Output the data verbatim, minus the images.

*** Opening of SOURCE MATERIAL ***

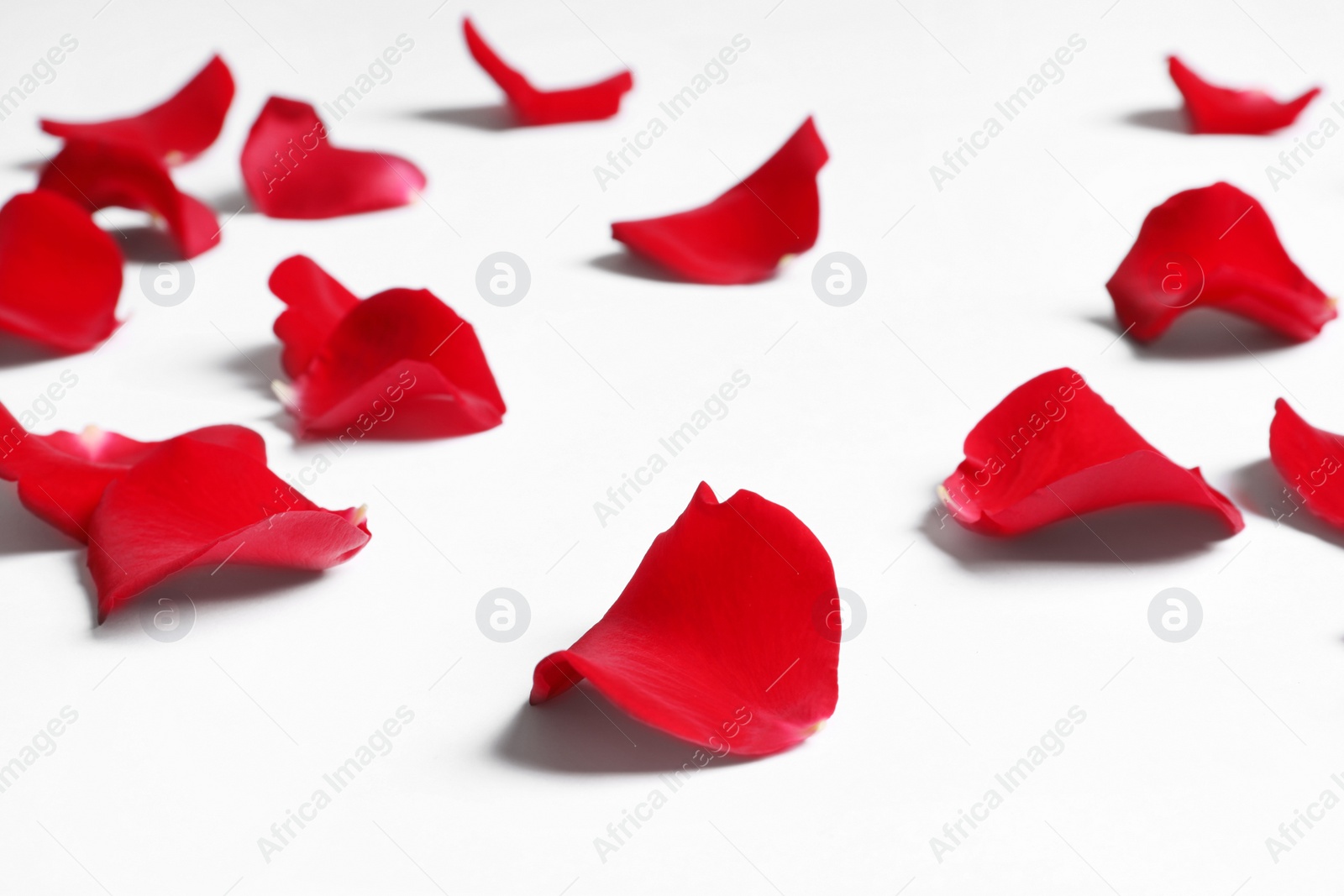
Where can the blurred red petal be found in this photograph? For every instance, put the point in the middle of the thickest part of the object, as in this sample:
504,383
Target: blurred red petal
1214,248
1054,449
292,170
1218,110
400,364
192,503
60,273
533,107
716,638
175,130
745,234
101,175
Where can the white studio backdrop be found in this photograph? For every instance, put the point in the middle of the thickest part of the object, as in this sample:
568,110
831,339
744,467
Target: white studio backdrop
176,758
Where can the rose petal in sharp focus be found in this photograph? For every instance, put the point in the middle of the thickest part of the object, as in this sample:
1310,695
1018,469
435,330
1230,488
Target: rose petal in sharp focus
533,107
175,130
101,175
716,640
192,503
60,273
1054,449
1214,248
745,234
292,170
1218,110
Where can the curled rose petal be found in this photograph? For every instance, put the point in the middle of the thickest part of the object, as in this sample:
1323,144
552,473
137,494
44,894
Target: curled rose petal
743,235
101,175
175,130
1310,459
292,170
60,273
1214,248
1054,449
1218,110
400,364
533,107
192,503
62,476
716,638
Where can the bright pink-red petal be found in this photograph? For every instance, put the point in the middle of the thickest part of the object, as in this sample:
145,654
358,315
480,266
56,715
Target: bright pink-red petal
745,234
194,503
533,107
100,175
1218,110
1054,449
292,170
60,273
175,130
716,640
1214,248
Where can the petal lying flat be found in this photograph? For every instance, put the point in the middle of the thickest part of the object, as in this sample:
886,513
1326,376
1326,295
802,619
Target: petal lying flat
192,503
100,175
745,234
316,302
60,273
1310,461
1218,110
716,638
533,107
1214,248
1054,449
292,170
175,130
62,476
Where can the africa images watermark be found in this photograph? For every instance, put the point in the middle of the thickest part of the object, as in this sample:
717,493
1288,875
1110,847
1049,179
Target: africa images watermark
1010,107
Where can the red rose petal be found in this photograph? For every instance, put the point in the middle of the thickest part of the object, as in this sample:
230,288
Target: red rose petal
1310,461
717,625
1218,110
60,273
745,234
62,476
292,170
1214,248
591,102
401,362
192,503
1053,450
101,175
175,130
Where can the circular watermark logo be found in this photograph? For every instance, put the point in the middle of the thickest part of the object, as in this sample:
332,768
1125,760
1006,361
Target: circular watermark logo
503,278
168,620
503,614
839,278
167,282
1175,616
840,617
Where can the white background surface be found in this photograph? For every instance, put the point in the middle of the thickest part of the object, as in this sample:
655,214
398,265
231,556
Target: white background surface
185,754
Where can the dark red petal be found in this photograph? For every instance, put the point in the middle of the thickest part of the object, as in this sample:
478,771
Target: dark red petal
60,273
1308,459
292,170
745,234
1218,110
175,130
316,305
718,625
100,175
1055,449
192,503
1214,248
62,476
533,107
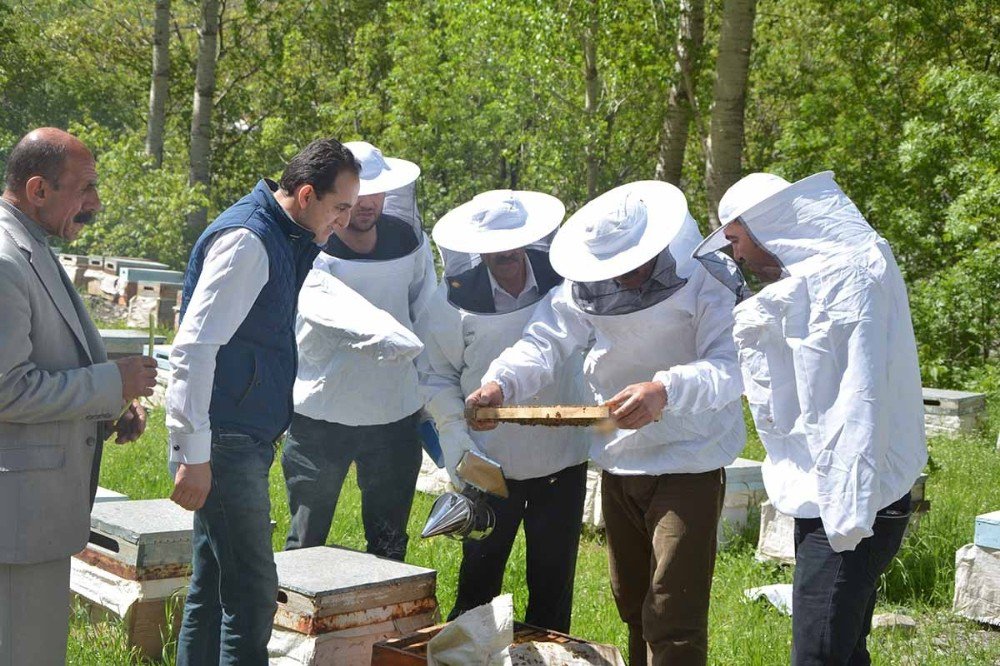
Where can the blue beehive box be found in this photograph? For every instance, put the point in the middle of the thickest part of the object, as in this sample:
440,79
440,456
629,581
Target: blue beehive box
988,530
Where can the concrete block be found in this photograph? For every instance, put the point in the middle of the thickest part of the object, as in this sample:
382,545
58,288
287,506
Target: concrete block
335,603
977,584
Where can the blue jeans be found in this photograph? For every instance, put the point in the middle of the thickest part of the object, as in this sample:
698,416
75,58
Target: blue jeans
234,585
551,509
315,461
833,595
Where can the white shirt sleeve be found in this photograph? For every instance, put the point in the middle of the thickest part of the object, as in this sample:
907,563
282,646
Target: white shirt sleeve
844,364
713,381
424,282
555,331
440,371
234,272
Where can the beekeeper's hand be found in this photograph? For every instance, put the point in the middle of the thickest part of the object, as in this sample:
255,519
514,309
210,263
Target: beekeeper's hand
191,485
490,395
636,405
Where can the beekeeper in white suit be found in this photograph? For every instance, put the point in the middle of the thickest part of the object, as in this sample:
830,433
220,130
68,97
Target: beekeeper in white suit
351,405
830,367
658,334
476,314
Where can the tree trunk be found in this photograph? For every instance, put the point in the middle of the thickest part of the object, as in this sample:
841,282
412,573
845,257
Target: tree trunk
159,86
590,100
201,119
680,105
723,165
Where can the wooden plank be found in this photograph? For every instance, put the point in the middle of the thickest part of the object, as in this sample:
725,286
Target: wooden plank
412,649
550,415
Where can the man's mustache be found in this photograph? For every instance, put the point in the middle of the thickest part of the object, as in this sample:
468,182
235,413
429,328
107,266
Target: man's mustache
84,217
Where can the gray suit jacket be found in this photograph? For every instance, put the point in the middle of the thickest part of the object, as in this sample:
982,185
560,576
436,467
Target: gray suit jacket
57,391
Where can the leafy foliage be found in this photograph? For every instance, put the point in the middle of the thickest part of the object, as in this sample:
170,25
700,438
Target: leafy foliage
899,98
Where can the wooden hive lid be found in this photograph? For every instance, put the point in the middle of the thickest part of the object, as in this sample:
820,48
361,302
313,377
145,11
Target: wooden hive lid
327,572
945,401
142,521
329,589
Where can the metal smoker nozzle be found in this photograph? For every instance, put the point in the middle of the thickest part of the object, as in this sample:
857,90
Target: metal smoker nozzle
466,515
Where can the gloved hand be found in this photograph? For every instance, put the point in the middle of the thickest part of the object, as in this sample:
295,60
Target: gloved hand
427,432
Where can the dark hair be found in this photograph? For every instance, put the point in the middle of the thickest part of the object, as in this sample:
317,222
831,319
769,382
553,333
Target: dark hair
37,157
319,164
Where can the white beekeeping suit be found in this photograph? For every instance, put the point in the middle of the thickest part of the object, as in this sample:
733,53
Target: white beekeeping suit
337,384
827,353
332,317
460,344
683,341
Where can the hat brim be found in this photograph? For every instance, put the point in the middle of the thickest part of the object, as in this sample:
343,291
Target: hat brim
713,242
454,232
399,174
666,210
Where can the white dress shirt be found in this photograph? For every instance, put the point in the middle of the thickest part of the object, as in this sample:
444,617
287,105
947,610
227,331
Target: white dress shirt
504,302
233,274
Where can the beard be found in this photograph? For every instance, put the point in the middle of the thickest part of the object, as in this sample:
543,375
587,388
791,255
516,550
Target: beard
84,217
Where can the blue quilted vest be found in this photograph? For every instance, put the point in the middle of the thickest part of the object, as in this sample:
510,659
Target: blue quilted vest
255,370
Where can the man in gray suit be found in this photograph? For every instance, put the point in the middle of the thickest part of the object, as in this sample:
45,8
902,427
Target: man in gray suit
59,395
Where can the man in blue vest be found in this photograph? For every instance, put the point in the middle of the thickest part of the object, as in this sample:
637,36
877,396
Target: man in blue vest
230,397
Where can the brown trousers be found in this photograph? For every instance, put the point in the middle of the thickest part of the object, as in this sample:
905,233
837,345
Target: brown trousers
661,547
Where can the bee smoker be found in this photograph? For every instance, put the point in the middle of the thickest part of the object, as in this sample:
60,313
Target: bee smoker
466,515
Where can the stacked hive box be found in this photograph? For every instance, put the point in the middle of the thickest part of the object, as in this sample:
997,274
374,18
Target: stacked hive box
121,342
138,557
75,266
744,494
977,573
952,412
130,278
335,603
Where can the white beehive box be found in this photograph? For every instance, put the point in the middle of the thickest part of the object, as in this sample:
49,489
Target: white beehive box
952,412
744,494
139,555
335,603
121,342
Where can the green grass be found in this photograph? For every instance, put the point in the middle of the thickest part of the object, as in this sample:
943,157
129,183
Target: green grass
962,484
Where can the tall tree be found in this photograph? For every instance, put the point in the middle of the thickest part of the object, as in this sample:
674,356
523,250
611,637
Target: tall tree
592,87
723,158
160,83
201,117
681,101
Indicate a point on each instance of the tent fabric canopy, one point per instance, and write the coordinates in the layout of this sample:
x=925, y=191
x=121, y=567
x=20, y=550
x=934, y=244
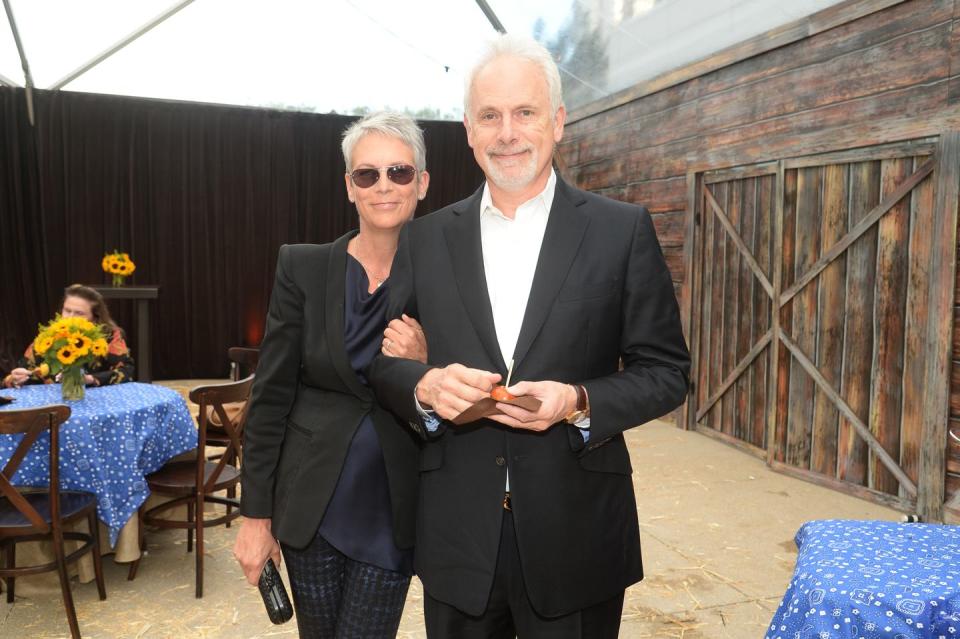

*** Close of SOURCE MATERIAL ***

* **ANSWER TO THE EXERCISE**
Where can the blurred red petal be found in this photograph? For every instance, put the point in the middle of the thickest part of the object, as in this sample:
504,383
Target: blurred red petal
1214,248
1054,449
292,170
1218,110
400,364
192,503
60,273
533,107
716,638
175,130
745,234
101,175
Where can the white studio backdrop be found in this photograph? For every instance, put the point in the middle of the thickest part of the object, as in this sample:
568,110
831,339
744,467
Target: white studio backdrop
176,758
Where can the rose petal in sharp focus be found in this photograph? For every instance, put the point in the middle of the thickest part of the object, as in this sample:
1310,695
1018,469
435,330
1230,488
Target: rose petal in sharp focus
533,107
175,130
101,175
716,640
192,503
60,273
1054,449
1214,248
745,234
292,170
1218,110
Where can the curled rose petal be found in this photograph? For every instance, put the point in the middle of the thickest part of the object, as in this sample:
1323,144
552,473
137,494
44,894
Target: curled rose petal
743,235
101,175
175,130
1310,459
292,170
60,273
1214,248
1054,449
1218,110
400,364
533,107
192,503
62,476
716,638
Where can the bright pink-red petal be found in this photograph? For every instance, put the point in the middle of the thickest part of the object, as in this sample:
145,654
358,315
480,266
56,715
Target: bright pink-red petal
745,234
194,503
533,107
100,175
1218,110
1054,449
292,170
60,273
175,130
716,640
1214,248
Where can the petal lying flat be found in this photograph? For every instance, put the point in the middle of the thickest part of the object, as in this sample:
886,513
1326,376
1326,295
802,619
Target: petal lying flat
192,503
100,175
745,234
316,302
60,273
1310,461
1218,110
716,638
533,107
1214,248
1054,449
292,170
175,130
62,476
Where can the africa images watermark be found in this photograph? For every instance, put the point in the middle of the thickest part of the object, as in this sample:
717,493
1288,875
1110,847
1049,179
Target: africa images watermark
1010,107
Where can the red rose petal be found in this photograph? For every instance, put the point in the middle of the thickest part of the object, as in this sample:
230,288
Target: red rose petal
1310,461
717,625
1218,110
60,273
745,234
62,476
292,170
1214,248
591,102
401,362
192,503
1053,450
101,175
175,130
Where can the circular watermark logo be found in this photograph? For every instance, put the point in the middle of the thickest part of the object, as in this sample:
332,768
1125,760
1006,361
Target: circular watermark logo
503,278
168,620
503,614
839,278
167,282
1175,616
840,617
Where can the white background surface be found in this photograph? For every instance, put the point in the middle of the thickest part of the object, as in this sample:
655,214
398,265
231,556
Target: white background surface
185,754
Where can the dark red petal be found in this photograph? For every instance, put the point in the middle of the thickest part of the object, as in this sample:
478,771
Target: dark red petal
60,273
1308,459
292,170
745,234
1218,110
175,130
316,305
718,625
100,175
1055,449
192,503
1214,248
62,476
533,107
Where can the blue beehive box be found in this photograph? For every instance, put the point in the middle of the thickest part of the object, as in this sample:
440,79
440,456
629,581
Target: blue beehive box
988,530
Where can the concrete block be found in this photograph? For every instance, put the point in the middle of the thickest part of the object, as in this sample:
382,545
58,288
287,506
Target: concrete block
335,603
977,584
Where can the blue jeans be found in this photograph? For every instance, put the point in the middle of the thickest part of the object, as in this sample:
698,416
75,58
Target: blue jeans
234,585
551,509
315,461
833,595
Where can the white shirt sleeve be found in this photograph? For every instance, put the point in the middle of the thickest part of the object, as in this sample:
907,563
282,646
Target: white shirt sleeve
844,364
713,381
424,282
555,331
440,371
234,272
Where can the beekeeper's hand be found in this photograph? For every instance, put the point in the middle of the thickest part of the object, as in this sample:
255,519
514,309
210,263
Target: beekeeper's hand
191,485
490,395
636,405
Where can the beekeeper in white suit be found in this photograph? For every instance, put the point in the middle of the thickest part of the object, as in this sample:
830,433
220,130
68,97
Target: beekeeper in white suit
351,405
830,367
658,334
476,314
Where can the tree trunk be found in this photograph? For every instance, put the point in the middle of the thickest part of the object, as in this sample:
841,282
412,573
845,257
Target: tree trunk
159,86
590,100
201,119
680,105
723,165
Where can the wooden plank be found in this photograph? For every instance, put the point in the middle of the thickest part of the object, as in this sample:
725,286
Target: wooden plank
412,649
550,415
Where can the man's mustache be found in this photograph? For every instance, put the point in the middle of the thickest part of the object, as in this sample:
468,182
235,413
429,328
107,266
Target: man's mustache
84,217
Where can the gray suit jacket be found in this photograph? For every instance, put the point in the middle of the thickest part of the object, as in this sample:
982,185
560,576
436,467
Target: gray suit jacket
57,391
Where can the leafy foliage be found in this photograph? For every instance, put the point in the middle of the thickest part of the object, as in this sample:
170,25
700,438
Target: leafy foliage
899,98
Where can the wooden hive lid be found in this photograph? For every instance, put the point in the middle of the thickest part of the object, as in this sample:
820,48
361,302
313,377
145,11
Target: wooden hive lid
327,572
945,401
142,521
329,589
Where can the metal smoker nozzle be found in this photograph? For every instance, put the point in the middle of the thickest part of the object, as in this sample:
857,90
Target: metal smoker nozzle
466,515
Where can the gloved hand be found in this photograph? For every instance, put the point in the middle of the thickest part of the object, as in this sample:
295,60
Target: gloved hand
427,432
Where can the dark hair be found in this photograph? For every instance, put the point in the middle of the thickest part of the object, as in this sample:
317,222
831,319
769,382
553,333
Target: dark hair
37,157
319,164
Where can the white beekeeping suit be found in this photograph? For every instance, put the point in the middle of the thickest part of the object, as in this sample:
733,53
Target: white beekeeping suit
337,384
827,353
332,317
460,344
683,341
Where can the hat brim be found in this photograph? For every instance, put the point in the middle of the thickest part of the object, as in this sample:
343,291
Target: hat brim
713,242
454,232
399,174
666,210
Where can the white dress shirt be found in this photograph? For every instance, put the point in the middle of the thickest part of the object, as in this sample:
444,617
287,105
947,610
227,331
Target: white dress shirt
504,302
233,274
Where can the beard be found in this photograph? For every instance, put the point in the middle of the thickest part of the object, as in this sample:
543,375
587,388
791,255
516,550
Target: beard
84,217
Where can the blue quilted vest be found in this photograph? For every instance, put the point in the middle of the thickest part of the object, as in this sample:
510,659
Target: blue quilted vest
255,370
Where can the man in gray suit be found in this photograph? For every instance, put the point in the middle of the thickest part of the object, as in this sample:
45,8
902,427
Target: man in gray suit
59,395
Where can the man in blue vest be found in this photograph? For every instance, put the point in the middle of the thickest part of the object, as in this sample:
637,36
877,396
Target: man in blue vest
230,397
Where can the brown trousers be found in this photograph? For every instance, put the point in the middle of the thickest part of the object, as in this sample:
905,233
837,345
Target: brown trousers
661,547
Where can the bee smoker be found in this photograph? For every instance, put the point in the middle of the thickest part of the object, as in this sample:
60,313
Target: bee smoker
466,515
Where can the stacked hive box be found in this photograph? For every instance, put the point in the middle of the thickest part of the object, as in this sample:
997,274
374,18
Target: stacked hive box
121,342
138,557
75,266
744,494
977,573
952,412
130,278
335,603
Where can the white beehive box be found in this photograph? For every instance, put the point in the middle of the thickest part of the object, as in this sample:
49,489
Target: white beehive box
952,412
744,494
139,555
335,603
121,342
Where can the green grass be found in this photograph? For every instance, put the point in the middle of the thickest part of the object, as in this sample:
943,157
129,183
Target: green grass
962,484
Where can the tall tree be found in this photograph? For every instance, put the point in the middle of the thickest part of the object, as in this sample:
674,356
523,250
611,637
Target: tall tree
592,87
723,158
160,83
201,117
681,101
Indicate a point on each instance of the tent fabric canopy, one point per instance, and write the coordinates in the layout of this sample:
x=925, y=191
x=121, y=567
x=20, y=550
x=934, y=244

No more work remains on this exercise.